→ PROBLEM TO WORK ON: Copy out every line of the listing below without changing anything, but leave out the pictures.

Listing from a data collection:
########

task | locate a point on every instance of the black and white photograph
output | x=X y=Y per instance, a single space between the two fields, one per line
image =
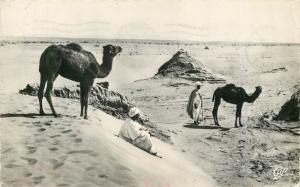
x=149 y=93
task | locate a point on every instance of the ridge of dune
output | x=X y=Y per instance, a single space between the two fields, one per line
x=71 y=151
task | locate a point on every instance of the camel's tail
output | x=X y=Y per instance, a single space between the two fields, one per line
x=213 y=99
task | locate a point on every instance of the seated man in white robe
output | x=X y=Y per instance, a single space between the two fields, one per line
x=133 y=132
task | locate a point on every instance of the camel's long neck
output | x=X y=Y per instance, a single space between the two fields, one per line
x=253 y=97
x=105 y=68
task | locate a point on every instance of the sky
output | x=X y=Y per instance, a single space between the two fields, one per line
x=196 y=20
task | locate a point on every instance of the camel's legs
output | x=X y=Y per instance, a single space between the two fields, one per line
x=41 y=93
x=85 y=86
x=215 y=110
x=238 y=114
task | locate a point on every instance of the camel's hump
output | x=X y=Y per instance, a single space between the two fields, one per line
x=74 y=46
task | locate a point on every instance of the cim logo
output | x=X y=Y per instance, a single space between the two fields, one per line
x=279 y=172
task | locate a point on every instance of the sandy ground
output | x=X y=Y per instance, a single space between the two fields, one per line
x=234 y=157
x=71 y=151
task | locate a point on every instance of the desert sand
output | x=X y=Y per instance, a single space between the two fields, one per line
x=70 y=151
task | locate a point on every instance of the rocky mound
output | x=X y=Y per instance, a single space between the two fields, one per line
x=290 y=111
x=182 y=65
x=110 y=102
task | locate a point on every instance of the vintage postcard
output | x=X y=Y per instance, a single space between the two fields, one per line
x=141 y=93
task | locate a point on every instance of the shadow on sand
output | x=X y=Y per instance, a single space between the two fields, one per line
x=29 y=115
x=192 y=126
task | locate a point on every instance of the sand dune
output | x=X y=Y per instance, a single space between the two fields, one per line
x=70 y=151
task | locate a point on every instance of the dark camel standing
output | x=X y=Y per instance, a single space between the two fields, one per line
x=74 y=63
x=234 y=95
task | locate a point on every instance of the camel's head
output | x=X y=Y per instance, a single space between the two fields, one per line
x=258 y=89
x=111 y=50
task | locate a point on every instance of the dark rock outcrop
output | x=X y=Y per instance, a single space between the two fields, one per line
x=182 y=65
x=110 y=102
x=290 y=111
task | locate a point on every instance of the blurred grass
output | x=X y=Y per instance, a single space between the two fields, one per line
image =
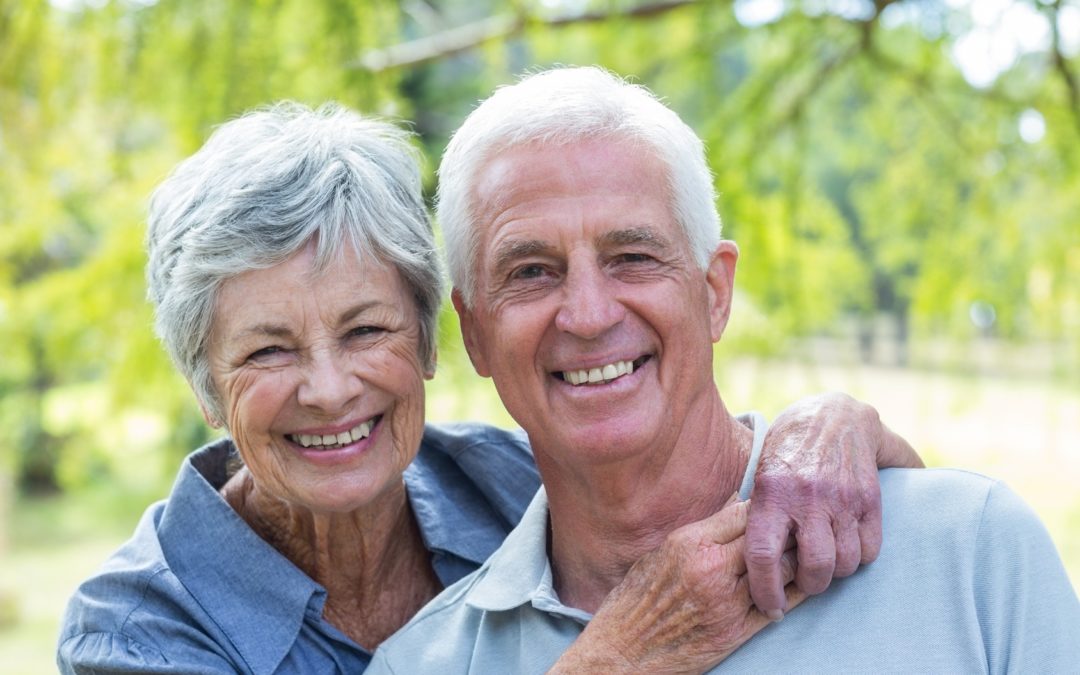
x=1024 y=431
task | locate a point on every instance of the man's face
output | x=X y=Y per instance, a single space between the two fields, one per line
x=590 y=312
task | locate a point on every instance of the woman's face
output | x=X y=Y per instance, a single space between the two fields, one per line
x=320 y=378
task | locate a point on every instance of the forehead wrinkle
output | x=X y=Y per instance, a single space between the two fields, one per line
x=515 y=250
x=643 y=234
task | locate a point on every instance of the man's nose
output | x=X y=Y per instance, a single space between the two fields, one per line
x=329 y=382
x=589 y=306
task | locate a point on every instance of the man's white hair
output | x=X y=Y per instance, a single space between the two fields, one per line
x=559 y=107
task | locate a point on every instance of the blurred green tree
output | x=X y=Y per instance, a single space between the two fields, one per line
x=862 y=167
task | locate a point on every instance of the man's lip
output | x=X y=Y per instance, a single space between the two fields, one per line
x=602 y=373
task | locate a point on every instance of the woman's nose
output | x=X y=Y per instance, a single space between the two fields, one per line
x=329 y=382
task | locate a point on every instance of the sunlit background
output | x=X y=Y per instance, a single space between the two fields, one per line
x=903 y=179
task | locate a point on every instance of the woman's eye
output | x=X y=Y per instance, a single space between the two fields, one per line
x=365 y=331
x=265 y=353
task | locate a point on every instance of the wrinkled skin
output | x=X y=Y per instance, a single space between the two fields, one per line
x=692 y=602
x=683 y=608
x=818 y=481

########

→ ANSWER TO THIS EXERCISE:
task | locate a point on every instance of the black and white photograph
output | x=X y=Y per instance, a single space between the two fields, one per line
image =
x=149 y=93
task | locate a point on every instance of the ridge of dune
output | x=X y=Y per instance, a single space between the two fields, one per line
x=71 y=151
task | locate a point on every instance of the camel's tail
output | x=X y=Y per instance, a single space between the two fields, one per line
x=213 y=99
task | locate a point on every instance of the seated man in white robe
output | x=X y=Y per instance, a single space between the two fields, one per line
x=133 y=132
task | locate a point on every instance of the camel's long neck
output | x=X y=Y per instance, a single space between the two fields, one per line
x=253 y=97
x=105 y=68
task | locate a point on every instance of the sky
output | x=X y=Y per instance, a single space between the two fields, one per line
x=196 y=20
task | locate a point on every instance of the camel's legs
output | x=X y=Y per instance, a single space between the two fields, one per line
x=41 y=93
x=85 y=86
x=215 y=110
x=238 y=114
task | locate a point on every instance of the camel's hump
output | x=X y=Y per instance, a single space between the two fields, one per line
x=74 y=46
task | locate a point on every instance of the cim logo
output | x=X y=Y per instance, a single space between the two fields, one per line
x=279 y=172
task | locate a point on every instance of the sandy ground
output | x=X y=Y per instance, a single space between the two fields, one per line
x=234 y=157
x=71 y=151
task | locate a point on every instance of the desert sand
output | x=X y=Y per instance, a single space between the two fields, one per line
x=70 y=151
task | locate a point on every instance of the rocky mound
output | x=X y=Y per instance, a single space between the two fields, one per line
x=290 y=111
x=182 y=65
x=110 y=102
task | locate a point on every instance of the vintage postcard
output | x=X y=Y per instance, a single space between the two fields, one per line
x=141 y=93
task | locate a point on every instance of the shadow on sand
output | x=X y=Y per instance, a single space between the two fields, one per line
x=29 y=115
x=192 y=126
task | locate a point on every instance of the sand dune
output | x=X y=Y per instance, a single space between the two fields, one per line
x=70 y=151
task | locate a point on every instance of the dark camel standing
output | x=X y=Y per instance, a single space between the two fields, one per line
x=74 y=63
x=234 y=95
task | locate a point on every instance of the camel's head
output | x=X y=Y per instance, a single space between the two fields, one per line
x=258 y=89
x=111 y=50
task | locate a point on every instance of the dark rock outcrop
output | x=X y=Y per instance, a single space between the two fields, one per line
x=182 y=65
x=110 y=102
x=290 y=111
task | locate a point on every instance of the blurred grass
output | x=X y=Y per instance, a single space between the two fields, one per line
image =
x=1024 y=431
task | locate a point on every instance of the man's face
output | x=X y=Y per instance, a single space between the two fields, one per line
x=590 y=312
task | locate a point on every instance of the woman's face
output | x=X y=Y per instance, a single space between the two fields, one per line
x=320 y=378
task | locate a point on every instance of the forehead wrinkle
output | x=X y=Y per instance, a single space between the two fields, one per line
x=515 y=250
x=643 y=234
task | locate a point on every instance of the man's nose
output | x=X y=Y per instance, a single space between the two fields, one per line
x=329 y=382
x=589 y=306
task | locate a point on every instance of the man's white hair
output | x=X y=Y per instance, a single space between the two fields, one per line
x=559 y=107
task | locate a point on every instance of the blurred green tree
output | x=X y=Y per instance, a single space between the two fields, one per line
x=862 y=167
task | locate a point on every instance of the man's lip
output | x=X y=Y per instance, a single space between the two fields, one per line
x=602 y=373
task | locate a point on every instance of the woman's nose
output | x=X y=Y per instance, a single space between the two fields, one per line
x=329 y=382
task | locate a point on every instance of the sunlit background
output | x=X y=Y per instance, a single space between the two fields, one per line
x=903 y=179
task | locate a point on every instance of the woman's eye
output | x=X y=Y per instance, a single space between the two fields, one per line
x=365 y=331
x=265 y=353
task | locate a point on every instance of the wrinkled skin
output | x=X y=Y per instance, a single space between the two fields, one per line
x=692 y=602
x=683 y=608
x=818 y=481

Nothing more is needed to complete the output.